Data records:
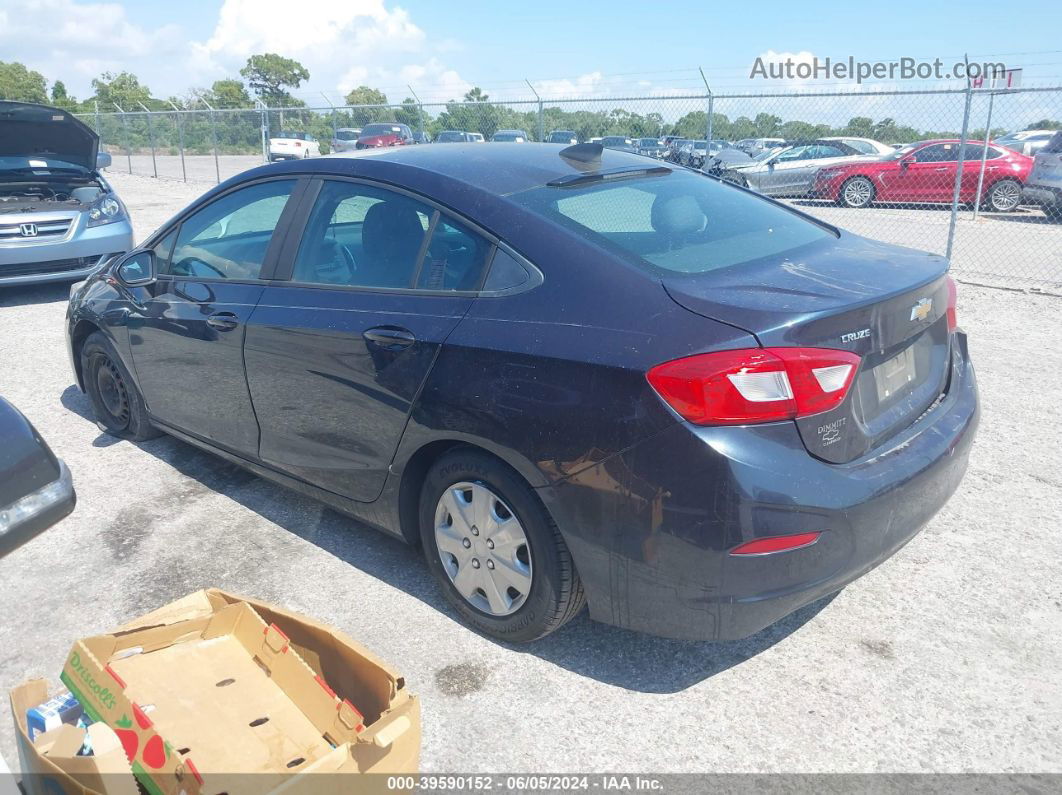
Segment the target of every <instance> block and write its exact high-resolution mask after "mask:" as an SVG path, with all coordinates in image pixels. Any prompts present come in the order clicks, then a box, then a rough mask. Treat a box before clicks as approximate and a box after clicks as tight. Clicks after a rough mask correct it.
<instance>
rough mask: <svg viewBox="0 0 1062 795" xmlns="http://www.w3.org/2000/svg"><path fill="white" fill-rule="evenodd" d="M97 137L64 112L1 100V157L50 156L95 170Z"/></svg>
mask: <svg viewBox="0 0 1062 795" xmlns="http://www.w3.org/2000/svg"><path fill="white" fill-rule="evenodd" d="M99 151H100V136H98V135H97V134H96V133H95V132H93V131H92V128H91V127H89V126H88V125H87V124H85V123H84V122H82V121H80V120H78V119H76V118H74V117H73V116H71V115H70V114H68V113H67V111H66V110H61V109H59V108H57V107H48V106H46V105H31V104H29V103H27V102H3V101H0V157H49V158H53V159H56V160H65V161H66V162H71V163H75V165H78V166H81V167H83V168H84V169H85V170H86V171H88V172H93V171H96V156H97V154H98V153H99Z"/></svg>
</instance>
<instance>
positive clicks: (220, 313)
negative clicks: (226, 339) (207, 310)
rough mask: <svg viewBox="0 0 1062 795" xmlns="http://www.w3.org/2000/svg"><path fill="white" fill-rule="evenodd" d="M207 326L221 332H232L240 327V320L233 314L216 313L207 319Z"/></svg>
mask: <svg viewBox="0 0 1062 795" xmlns="http://www.w3.org/2000/svg"><path fill="white" fill-rule="evenodd" d="M206 325H207V326H209V327H210V328H216V329H218V330H219V331H232V330H233V329H234V328H236V327H237V326H239V325H240V318H239V317H237V316H236V315H235V314H233V313H232V312H215V313H213V314H212V315H210V316H209V317H207V318H206Z"/></svg>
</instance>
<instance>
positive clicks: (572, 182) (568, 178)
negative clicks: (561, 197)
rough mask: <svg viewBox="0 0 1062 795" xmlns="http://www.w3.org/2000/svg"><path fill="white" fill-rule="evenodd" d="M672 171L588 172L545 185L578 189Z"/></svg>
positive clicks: (570, 174)
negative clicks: (603, 183)
mask: <svg viewBox="0 0 1062 795" xmlns="http://www.w3.org/2000/svg"><path fill="white" fill-rule="evenodd" d="M672 171H673V169H669V168H668V167H667V166H650V167H648V168H645V169H628V168H619V169H607V170H605V171H590V172H587V173H585V174H567V175H565V176H560V177H558V178H556V179H550V180H549V182H548V183H546V185H547V186H549V187H550V188H579V187H582V186H584V185H592V184H593V183H605V182H607V183H611V182H615V180H617V179H637V178H639V177H644V176H665V175H667V174H670V173H671V172H672Z"/></svg>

_What you will do_. Write out the whole of the data exactly; the pictures stay out.

_Result for this exercise_.
Segment the target of every <instance> block and write its exact high-resolution mask after "mask:" as an SVG path, with all coordinates in image pixels. Any prompts present come in the order clicks, then a box, then a rough mask. Treat a box before clicks as approximate and a box after clicks as tight. Clicks after a rough mask correct it.
<instance>
rough mask: <svg viewBox="0 0 1062 795" xmlns="http://www.w3.org/2000/svg"><path fill="white" fill-rule="evenodd" d="M97 137L64 112L1 100V157L50 156L95 170Z"/></svg>
mask: <svg viewBox="0 0 1062 795" xmlns="http://www.w3.org/2000/svg"><path fill="white" fill-rule="evenodd" d="M99 151H100V136H98V135H97V134H96V133H95V132H93V131H92V128H91V127H89V126H88V125H87V124H85V123H84V122H82V121H80V120H78V119H76V118H74V117H73V116H71V115H70V114H68V113H67V111H66V110H61V109H59V108H57V107H48V106H46V105H31V104H29V103H27V102H3V101H0V157H49V158H53V159H56V160H65V161H66V162H71V163H75V165H78V166H81V167H83V168H84V169H85V170H86V171H88V172H93V171H96V156H97V154H98V153H99Z"/></svg>
</instance>
<instance>
positive clicks: (220, 313)
negative clicks: (226, 339) (207, 310)
rough mask: <svg viewBox="0 0 1062 795" xmlns="http://www.w3.org/2000/svg"><path fill="white" fill-rule="evenodd" d="M207 326L221 332H232L240 327V320L233 314L216 313L207 319Z"/></svg>
mask: <svg viewBox="0 0 1062 795" xmlns="http://www.w3.org/2000/svg"><path fill="white" fill-rule="evenodd" d="M206 325H207V326H209V327H210V328H216V329H218V330H219V331H232V330H233V329H234V328H236V327H237V326H239V325H240V318H239V317H237V316H236V315H235V314H233V313H232V312H215V313H213V314H212V315H210V316H209V317H207V318H206Z"/></svg>
</instance>
<instance>
positive clicks: (572, 182) (568, 178)
negative clicks: (561, 197)
rough mask: <svg viewBox="0 0 1062 795" xmlns="http://www.w3.org/2000/svg"><path fill="white" fill-rule="evenodd" d="M672 171L588 172L545 185L578 189Z"/></svg>
positive clicks: (570, 174)
negative clicks: (603, 183)
mask: <svg viewBox="0 0 1062 795" xmlns="http://www.w3.org/2000/svg"><path fill="white" fill-rule="evenodd" d="M672 171H673V169H669V168H668V167H667V166H650V167H648V168H645V169H628V168H619V169H607V170H605V171H590V172H587V173H585V174H567V175H565V176H560V177H558V178H556V179H550V180H549V182H548V183H546V185H547V186H549V187H550V188H579V187H582V186H584V185H592V184H593V183H605V182H607V183H611V182H615V180H617V179H637V178H639V177H644V176H665V175H667V174H670V173H671V172H672Z"/></svg>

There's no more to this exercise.